* Entries:
>> start
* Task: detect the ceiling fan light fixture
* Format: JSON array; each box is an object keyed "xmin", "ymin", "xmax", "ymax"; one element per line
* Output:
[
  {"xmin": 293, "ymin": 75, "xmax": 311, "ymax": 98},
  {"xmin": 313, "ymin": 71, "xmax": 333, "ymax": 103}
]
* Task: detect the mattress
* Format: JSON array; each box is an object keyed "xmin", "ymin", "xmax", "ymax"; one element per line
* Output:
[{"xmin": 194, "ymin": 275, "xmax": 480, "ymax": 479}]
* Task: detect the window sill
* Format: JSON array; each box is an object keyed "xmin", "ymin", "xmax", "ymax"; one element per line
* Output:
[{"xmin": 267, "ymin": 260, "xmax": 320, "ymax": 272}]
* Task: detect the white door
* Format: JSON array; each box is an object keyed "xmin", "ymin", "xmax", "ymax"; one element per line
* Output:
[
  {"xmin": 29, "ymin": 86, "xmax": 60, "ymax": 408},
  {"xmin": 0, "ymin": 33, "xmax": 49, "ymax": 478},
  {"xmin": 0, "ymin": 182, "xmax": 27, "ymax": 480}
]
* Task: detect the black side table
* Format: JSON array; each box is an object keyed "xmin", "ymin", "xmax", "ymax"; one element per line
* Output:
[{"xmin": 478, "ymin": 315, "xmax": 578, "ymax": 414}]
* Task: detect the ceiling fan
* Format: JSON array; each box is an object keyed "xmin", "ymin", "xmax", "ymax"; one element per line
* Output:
>> end
* Brief: Turn the lines above, from the one containing "black side table" through the final line, inclusive, into a numbered list with any blank lines left out.

* Solution below:
1. * Task: detect the black side table
2. * Format: JSON array; each box is an object keyed "xmin", "ymin", "xmax", "ymax"; one element per line
3. * Output:
4. [{"xmin": 478, "ymin": 315, "xmax": 578, "ymax": 414}]
5. * Task: detect the ceiling fan
6. * Format: JSON array; each box is an object keyed "xmin", "ymin", "xmax", "ymax"; one element per line
7. * Output:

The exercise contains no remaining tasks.